Non-disclosure of this treatment could cause a person to believe that a particular gemstone was of higher quality naturally and therefore be more valuable than it actually is. An added challenge is that treatments can be permanent, long lasting, or short-lived under normal jewelry use. Treated gems may require special care by their owner. In the United States, the Federal Trade Commission has established a set of consumer guidelines outlining the need for treatment disclosures and special care requirements, and countries around the world either adhere to similar guidelines, or have regulations of their own. Additionally there are several professional organizations such as the American Gem Trade Association (AGTA), or the International Colored Gemstone Association (ICA), or The World Jewellery Confederation (CIBJO), that have formulated specific guidelines that their members are required to follow regarding the disclosure of treatments in gem materials. The following glossary includes terms that are often used in the gem treatment nomenclature, and that you may encounter when shopping for gemstones. Finally, treatments for gemstones are constantly being changed and refined, and the detection of these new treated gems is an important part of ongoing gemological research.
The following guide will give a short description of the treatment process, some gems for which the process is used, how easy or difficult the treatment is to detect for a trained gemologist, how often the treated gem might be encountered in the jewelry trade, and how durable the material is to normal handling procedures. Any special care instructions for these treated gems are also provided.
Bleaching– a chemical used to alter / reduce a component of, or the entire color, of a porous gem. Some gemstones are bleached and then dyed, a form of “combination treatment.”
1. The most commonly encountered bleached gems include:
Jadeite jade – Jadeite is often bleached with acid to remove an unwanted brown component from the material. Bleaching in jade is typically part of a two-step process: because acid bleaching causes the material to become slightly porous or susceptible to breakage along fractures, it is then subsequently treated with polymer impregnation to fill these open spaces to produce a better overall appearance.

■ TASK INPUT:
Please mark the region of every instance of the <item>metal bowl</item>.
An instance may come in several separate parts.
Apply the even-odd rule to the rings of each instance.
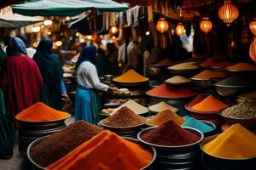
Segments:
[[[195,79],[191,78],[193,82],[199,88],[205,88],[205,89],[211,89],[212,88],[212,80],[202,80],[202,79]]]
[[[204,120],[200,120],[200,121],[202,122],[203,123],[208,125],[209,127],[211,127],[212,128],[212,130],[211,130],[209,132],[203,133],[205,137],[208,137],[210,135],[212,135],[212,133],[214,133],[214,132],[216,131],[215,124],[209,122],[209,121],[204,121]]]
[[[217,93],[223,97],[232,97],[248,91],[247,86],[225,86],[213,84]]]
[[[248,169],[253,170],[256,157],[254,158],[245,158],[245,159],[232,159],[232,158],[223,158],[212,156],[206,152],[203,149],[204,144],[214,139],[218,135],[210,136],[206,138],[201,144],[200,147],[203,152],[202,163],[207,167],[207,169],[218,169],[218,170],[241,170]]]
[[[192,82],[192,81],[191,81]],[[180,85],[190,85],[191,82],[167,82],[167,81],[165,81],[165,82],[166,84],[170,84],[170,85],[172,85],[172,86],[180,86]]]
[[[29,146],[27,148],[27,151],[26,151],[26,153],[27,153],[27,158],[28,158],[29,162],[32,163],[32,169],[33,169],[33,170],[45,170],[46,169],[45,167],[43,167],[39,166],[38,164],[37,164],[37,162],[35,162],[33,161],[33,159],[32,158],[32,156],[30,155],[31,150],[35,145],[37,145],[38,144],[39,144],[44,138],[46,138],[46,137],[43,137],[43,138],[40,138],[40,139],[38,139],[34,140],[33,142],[32,142],[29,144]],[[141,143],[137,139],[131,139],[131,138],[127,138],[127,137],[123,137],[123,138],[125,139],[127,139],[127,140],[129,140],[130,142],[141,144]],[[147,146],[147,145],[145,145],[145,147],[151,150],[151,152],[153,154],[153,158],[152,158],[152,161],[147,166],[142,167],[141,170],[151,170],[152,167],[153,167],[153,165],[154,165],[154,163],[155,162],[155,159],[156,159],[156,156],[157,156],[156,150],[152,146]]]
[[[188,105],[188,104],[185,105],[185,109],[192,113],[197,114],[197,115],[203,115],[203,116],[209,116],[209,115],[215,115],[218,113],[218,110],[216,111],[199,111],[192,109],[190,106]]]
[[[141,136],[155,128],[151,127],[142,130],[137,134],[137,139],[147,145],[154,146],[157,151],[154,169],[199,169],[201,160],[201,150],[199,143],[203,139],[203,133],[196,129],[184,128],[190,132],[196,133],[201,139],[194,144],[181,146],[164,146],[149,144],[142,140]]]
[[[103,123],[104,120],[105,119],[100,121],[98,124],[100,126],[103,127],[105,129],[114,132],[120,136],[131,137],[131,138],[135,138],[137,133],[142,129],[142,128],[146,123],[146,122],[144,122],[144,123],[132,126],[132,127],[110,127],[110,126],[105,125]]]
[[[112,81],[113,75],[103,75],[104,80]]]
[[[220,81],[220,79],[202,79],[202,78],[191,78],[193,82],[199,88],[204,89],[212,89],[212,84]]]
[[[161,68],[153,66],[153,65],[148,65],[148,66],[147,66],[147,74],[149,76],[160,76],[161,74]]]
[[[229,117],[222,114],[222,111],[219,111],[218,114],[225,121],[227,124],[232,125],[240,123],[243,127],[248,129],[256,129],[256,118],[235,118],[235,117]]]
[[[183,69],[183,70],[173,70],[167,68],[168,71],[173,75],[195,75],[199,72],[199,68],[195,69]]]
[[[145,128],[145,129],[142,130],[141,132],[139,132],[137,133],[137,137],[143,144],[145,144],[147,145],[154,146],[156,149],[164,149],[164,150],[176,150],[177,149],[186,150],[188,148],[190,148],[190,147],[193,147],[194,145],[198,144],[204,139],[204,134],[201,132],[200,132],[199,130],[197,130],[195,128],[187,128],[187,127],[183,128],[185,128],[186,130],[190,131],[191,133],[195,133],[195,134],[196,134],[197,136],[200,137],[200,139],[197,142],[195,142],[193,144],[189,144],[179,145],[179,146],[166,146],[166,145],[159,145],[159,144],[151,144],[151,143],[146,142],[146,141],[144,141],[141,139],[141,137],[144,133],[148,133],[149,131],[153,130],[154,128],[156,128],[156,127],[150,127],[150,128]]]
[[[136,87],[136,86],[142,86],[147,84],[148,82],[148,79],[140,82],[120,82],[116,81],[113,81],[113,82],[123,87]]]

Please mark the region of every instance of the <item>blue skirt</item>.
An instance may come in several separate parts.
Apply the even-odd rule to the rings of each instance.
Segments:
[[[75,121],[84,120],[96,124],[100,118],[101,102],[98,94],[93,89],[79,84],[75,96]]]

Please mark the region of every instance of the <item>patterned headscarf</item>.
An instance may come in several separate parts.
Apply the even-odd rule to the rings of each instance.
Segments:
[[[10,40],[10,43],[7,47],[6,54],[8,57],[11,57],[20,53],[27,54],[26,45],[20,38],[14,37]]]

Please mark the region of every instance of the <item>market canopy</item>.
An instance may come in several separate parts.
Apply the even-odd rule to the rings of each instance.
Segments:
[[[41,16],[23,16],[13,14],[11,8],[7,7],[0,12],[0,27],[15,28],[26,26],[44,20]]]
[[[93,8],[120,12],[128,6],[112,0],[31,0],[13,6],[14,13],[27,16],[74,16]]]

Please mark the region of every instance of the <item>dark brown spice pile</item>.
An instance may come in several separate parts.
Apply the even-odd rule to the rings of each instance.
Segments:
[[[35,145],[31,150],[31,156],[37,164],[44,167],[102,131],[100,127],[78,121]]]
[[[200,139],[196,134],[181,128],[172,120],[144,133],[141,139],[150,144],[166,146],[184,145]]]
[[[146,122],[146,118],[134,113],[128,107],[120,108],[110,117],[103,120],[103,124],[109,127],[132,127],[143,124]]]

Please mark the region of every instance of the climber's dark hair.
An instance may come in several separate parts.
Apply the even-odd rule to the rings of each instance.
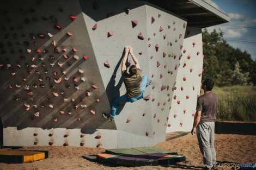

■ STATED GOAL A:
Using the gem treatment passage, answer these:
(i) Which U.S. agency has set consumer guidelines on treatment disclosures?
(ii) What is jadeite jade often bleached with acid to remove?
(iii) After acid bleaching, what treatment fills the open spaces in jadeite?
■ STATED GOAL B: In the rows, start at the one containing "Please mark the region of every instance of the <item>dark" and go through the end of the rows. Please write these again with "instance" switched to "occurrence" and everything else unchanged, leaving out the pictures.

■ EXERCISE OUTPUT A:
(i) The Federal Trade Commission
(ii) An unwanted brown component
(iii) Polymer impregnation

■ EXERCISE OUTPUT B:
Please mark the region of every occurrence of the <item>dark brown spice pile</item>.
An occurrence may come in several separate parts.
Apply the even-odd rule to the rings of each occurrence.
Segments:
[[[35,145],[31,150],[31,156],[37,164],[44,167],[102,131],[100,127],[78,121]]]
[[[200,139],[196,134],[181,128],[172,120],[144,133],[141,139],[150,144],[166,146],[184,145]]]
[[[146,122],[146,118],[134,113],[128,107],[120,108],[110,117],[103,120],[103,124],[109,127],[132,127],[143,124]]]

Please mark the region of every occurrence of the climber's dark hair.
An occurrence may come in several separate parts.
Apply the even-odd rule to the rings of each occurrence.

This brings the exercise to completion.